Isabelle de Gaulmyn.BRUNO LEVY

Le Vatican vient de publier une nouvelle constitution. L’objectif : réformer la gouvernance au sein de l’Église catholique. Principale nouveauté, des pouvoirs plus importants reconnus aux évêques et aux conférences épiscopales de chaque pays, par rapport à Rome. C’était d’ailleurs la demande qui avait surgi au moment de l’élection du pape François : les 5 000 évêques « de terrain » n’en pouvaient plus d’un exercice du pouvoir romain hypercentralisé, et d’une Curie qui ne laissait guère de marge de manœuvre, faisant d’eux des sortes de hauts fonctionnaires aux ordres du pape.

→ RELIRE. Réforme de la Curie, une nouvelle conception du pouvoir ?

Lointaine héritière de l’Empire romain, l’Église catholique a toujours été organisée autour de la suprématie de Rome et de son évêque – le pape –, qui joue un rôle prééminent. « Roma locuta, causa finita », dit-on en bon catholique : « Rome a tranché, la cause est entendue. »

---+---

- [EXERCICE COURT 1]:
Repérez dans les enregistrements ci-dessous chaque ligne contenant la chaîne « snowy », puis recopiez ces lignes. Veuillez respecter la casse.

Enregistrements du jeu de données
---+---

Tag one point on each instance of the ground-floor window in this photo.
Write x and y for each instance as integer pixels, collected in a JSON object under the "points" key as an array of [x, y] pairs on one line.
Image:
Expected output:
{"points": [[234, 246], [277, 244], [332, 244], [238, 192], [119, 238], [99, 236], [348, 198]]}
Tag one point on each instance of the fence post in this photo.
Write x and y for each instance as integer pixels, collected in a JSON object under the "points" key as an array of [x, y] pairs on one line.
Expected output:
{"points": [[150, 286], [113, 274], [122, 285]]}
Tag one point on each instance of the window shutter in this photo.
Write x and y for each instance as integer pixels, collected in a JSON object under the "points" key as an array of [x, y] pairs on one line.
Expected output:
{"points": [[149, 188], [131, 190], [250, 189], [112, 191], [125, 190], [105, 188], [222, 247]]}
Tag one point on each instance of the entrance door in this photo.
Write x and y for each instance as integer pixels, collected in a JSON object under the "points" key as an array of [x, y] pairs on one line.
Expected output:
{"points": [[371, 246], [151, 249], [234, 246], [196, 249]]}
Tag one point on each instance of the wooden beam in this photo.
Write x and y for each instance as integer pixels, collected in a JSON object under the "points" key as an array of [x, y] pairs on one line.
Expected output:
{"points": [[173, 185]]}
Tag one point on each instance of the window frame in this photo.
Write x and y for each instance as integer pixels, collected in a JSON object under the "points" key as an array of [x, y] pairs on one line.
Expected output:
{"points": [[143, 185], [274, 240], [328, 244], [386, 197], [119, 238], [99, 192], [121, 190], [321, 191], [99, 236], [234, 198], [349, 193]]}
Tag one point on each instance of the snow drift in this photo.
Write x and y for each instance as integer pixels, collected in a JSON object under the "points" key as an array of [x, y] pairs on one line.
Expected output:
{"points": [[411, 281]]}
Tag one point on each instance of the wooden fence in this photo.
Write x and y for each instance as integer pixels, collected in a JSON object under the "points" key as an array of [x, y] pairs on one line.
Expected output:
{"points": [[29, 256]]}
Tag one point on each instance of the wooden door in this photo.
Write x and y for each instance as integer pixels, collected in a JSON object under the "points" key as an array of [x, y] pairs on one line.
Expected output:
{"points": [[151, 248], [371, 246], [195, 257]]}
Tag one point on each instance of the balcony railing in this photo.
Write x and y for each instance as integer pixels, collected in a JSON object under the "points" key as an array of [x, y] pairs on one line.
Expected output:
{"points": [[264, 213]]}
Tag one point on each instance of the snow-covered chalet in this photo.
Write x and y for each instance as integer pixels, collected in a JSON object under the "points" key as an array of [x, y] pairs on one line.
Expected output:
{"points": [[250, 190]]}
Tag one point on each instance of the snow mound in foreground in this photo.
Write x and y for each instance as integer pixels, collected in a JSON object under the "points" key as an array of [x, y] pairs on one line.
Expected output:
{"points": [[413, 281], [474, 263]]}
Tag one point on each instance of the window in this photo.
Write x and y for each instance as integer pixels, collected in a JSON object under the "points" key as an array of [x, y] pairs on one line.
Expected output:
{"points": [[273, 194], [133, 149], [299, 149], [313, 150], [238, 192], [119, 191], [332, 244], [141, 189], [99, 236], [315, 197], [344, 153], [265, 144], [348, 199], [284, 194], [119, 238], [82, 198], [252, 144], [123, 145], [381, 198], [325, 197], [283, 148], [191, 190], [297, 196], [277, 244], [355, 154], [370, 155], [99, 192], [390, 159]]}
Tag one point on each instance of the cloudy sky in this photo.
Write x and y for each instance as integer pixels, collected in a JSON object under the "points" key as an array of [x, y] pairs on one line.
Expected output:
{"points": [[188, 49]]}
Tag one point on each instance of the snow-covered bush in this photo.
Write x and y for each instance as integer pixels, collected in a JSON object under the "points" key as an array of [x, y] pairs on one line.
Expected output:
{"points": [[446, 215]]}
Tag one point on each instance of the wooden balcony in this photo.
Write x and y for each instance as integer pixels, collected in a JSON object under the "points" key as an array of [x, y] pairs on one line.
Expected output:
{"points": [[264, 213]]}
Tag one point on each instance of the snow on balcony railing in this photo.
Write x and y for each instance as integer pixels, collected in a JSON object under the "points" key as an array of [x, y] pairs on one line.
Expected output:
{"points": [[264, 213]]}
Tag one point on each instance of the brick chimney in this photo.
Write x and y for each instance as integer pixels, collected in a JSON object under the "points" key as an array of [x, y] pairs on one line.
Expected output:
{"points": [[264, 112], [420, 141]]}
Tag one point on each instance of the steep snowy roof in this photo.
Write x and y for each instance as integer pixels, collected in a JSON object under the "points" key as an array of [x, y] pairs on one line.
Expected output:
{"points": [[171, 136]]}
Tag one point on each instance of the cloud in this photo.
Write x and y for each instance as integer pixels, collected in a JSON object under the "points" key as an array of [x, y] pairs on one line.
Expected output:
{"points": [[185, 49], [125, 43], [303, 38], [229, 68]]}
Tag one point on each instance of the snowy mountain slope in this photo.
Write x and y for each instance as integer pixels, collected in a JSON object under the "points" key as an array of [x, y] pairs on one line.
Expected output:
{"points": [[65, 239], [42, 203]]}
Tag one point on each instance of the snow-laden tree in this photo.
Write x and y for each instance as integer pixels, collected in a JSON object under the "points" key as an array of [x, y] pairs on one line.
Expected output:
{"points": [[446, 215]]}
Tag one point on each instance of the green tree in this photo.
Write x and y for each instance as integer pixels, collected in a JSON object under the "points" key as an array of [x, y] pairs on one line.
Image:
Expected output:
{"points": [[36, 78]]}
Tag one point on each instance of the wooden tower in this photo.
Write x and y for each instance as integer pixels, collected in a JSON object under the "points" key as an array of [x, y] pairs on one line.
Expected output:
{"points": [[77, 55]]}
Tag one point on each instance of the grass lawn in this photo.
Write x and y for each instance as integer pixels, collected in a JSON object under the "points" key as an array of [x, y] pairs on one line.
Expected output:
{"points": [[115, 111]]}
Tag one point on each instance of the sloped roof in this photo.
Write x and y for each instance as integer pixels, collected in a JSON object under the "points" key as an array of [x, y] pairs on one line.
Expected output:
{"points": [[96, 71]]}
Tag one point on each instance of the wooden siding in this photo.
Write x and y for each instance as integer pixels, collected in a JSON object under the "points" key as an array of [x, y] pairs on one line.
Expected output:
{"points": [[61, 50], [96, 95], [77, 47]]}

---+---

- [EXERCICE COURT 2]:
Ressaisissez intégralement, sans la moindre modification, le texte ci-dessus sur la réforme de la gouvernance de l’Église catholique.

- [RÉSULTAT OBTENU 1]:
Tag one point on each instance of the steep snowy roof in this photo.
Tag one point on each instance of the snowy mountain slope in this photo.

- [RÉSULTAT OBTENU 2]:
Isabelle de Gaulmyn.BRUNO LEVY

Le Vatican vient de publier une nouvelle constitution. L’objectif : réformer la gouvernance au sein de l’Église catholique. Principale nouveauté, des pouvoirs plus importants reconnus aux évêques et aux conférences épiscopales de chaque pays, par rapport à Rome. C’était d’ailleurs la demande qui avait surgi au moment de l’élection du pape François : les 5 000 évêques « de terrain » n’en pouvaient plus d’un exercice du pouvoir romain hypercentralisé, et d’une Curie qui ne laissait guère de marge de manœuvre, faisant d’eux des sortes de hauts fonctionnaires aux ordres du pape.

→ RELIRE. Réforme de la Curie, une nouvelle conception du pouvoir ?

Lointaine héritière de l’Empire romain, l’Église catholique a toujours été organisée autour de la suprématie de Rome et de son évêque – le pape –, qui joue un rôle prééminent. « Roma locuta, causa finita », dit-on en bon catholique : « Rome a tranché, la cause est entendue. »